▶ **文書抜粋**:
++++++++

三月歌舞伎公演「増補忠臣蔵」/「梅雨小袖昔八丈」

2018-03-03 @国立劇場

●『増補忠臣蔵』


桃井若狭之助⇒中村鴈治郎
三千歳姫⇒中村梅枝
井浪伴左衛門⇒市村橘太郎
加古川本蔵⇒片岡亀蔵
        ほか

●『梅雨小袖昔八丈』


髪結新三⇒尾上菊之助
下剃勝奴⇒中村萬太郎
白子屋手代忠七⇒中村梅枝
白子屋娘お熊⇒中村梅丸
白子屋後家お常⇒市村萬次郎
紙屋丁稚長松⇒寺嶋和史
家主女房お角⇒市村橘太郎
家主長兵衛⇒片岡亀蔵
加賀屋藤兵衛⇒河原崎権十郎
弥太五郎源七⇒市川團蔵
         ほか

明治150年記念

一、増補忠臣蔵(ぞうほちゅうしんぐら)一幕二場
 ―本蔵下屋敷―(ほんぞうしもやしき)

++++++++

画像ポイント注釈エントリ

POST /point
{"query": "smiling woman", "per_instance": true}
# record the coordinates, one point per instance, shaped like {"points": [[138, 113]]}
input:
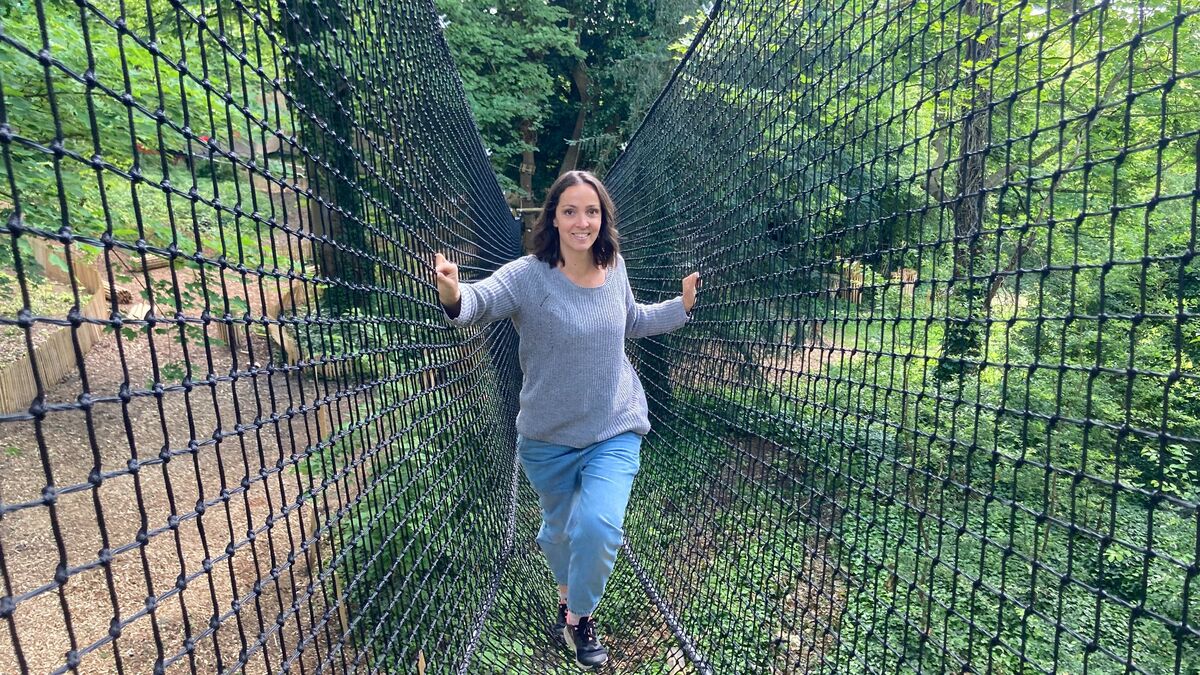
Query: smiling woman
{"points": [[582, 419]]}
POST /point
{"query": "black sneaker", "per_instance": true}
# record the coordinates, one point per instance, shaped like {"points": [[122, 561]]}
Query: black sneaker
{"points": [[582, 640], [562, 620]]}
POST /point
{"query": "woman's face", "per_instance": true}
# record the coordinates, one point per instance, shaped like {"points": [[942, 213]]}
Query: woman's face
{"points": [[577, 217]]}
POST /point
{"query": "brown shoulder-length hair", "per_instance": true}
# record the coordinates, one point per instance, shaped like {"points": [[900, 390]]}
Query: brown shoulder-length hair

++++++++

▶ **作業内容**:
**1.** 歌舞伎公演の抜粋について、次の問いにお答えください。
(a) 公演の日付と会場はどこと記されていますか。
(b) 『梅雨小袖昔八丈』で髪結新三を演じるのは誰ですか。
(c) 『増補忠臣蔵』は何幕何場と記されていますか。
**2.** 歌舞伎公演の抜粋を、最後の行の後から続けてください。

▶ **各設問の解答**:
**1.**
(a) 2018年3月3日、国立劇場です。
(b) 尾上菊之助です。
(c) 一幕二場です。

**2.**
     国立劇場美術係=美術
  
  第一場 加古川家下屋敷茶の間の場
  第二場 同        奥書院の場

河竹黙阿弥=作
尾上菊五郎=監修
二、梅雨小袖昔八丈(つゆこそでむかしはちじょう)三幕六場
 ―髪結新三―(かみゆいしんざ)
     国立劇場美術係=美術
  
  序幕  白子屋見世先の場
      永代橋川端の場
  二幕目 富吉町新三内の場
          家主長兵衛内の場
        元の新三内の場
  大詰    深川閻魔堂橋の場

国立の歌舞伎は通し狂言が多いが、昨年の秋に続いて今回は2本立てだった。
最初の「増補忠臣蔵」は僕には初モノだが、「仮名手本忠臣蔵」
の九段目(山科閑居)の前日譚だとは承知していたので楽しみだった。ここで主人公は加古川本蔵が仕える桃井若狭之助であるが、筋立てからは本蔵の方が重い役にも思える。「仮名手本〜」全体を通じても重要なキーパーソンであり、なかなか魅力的な人物だ。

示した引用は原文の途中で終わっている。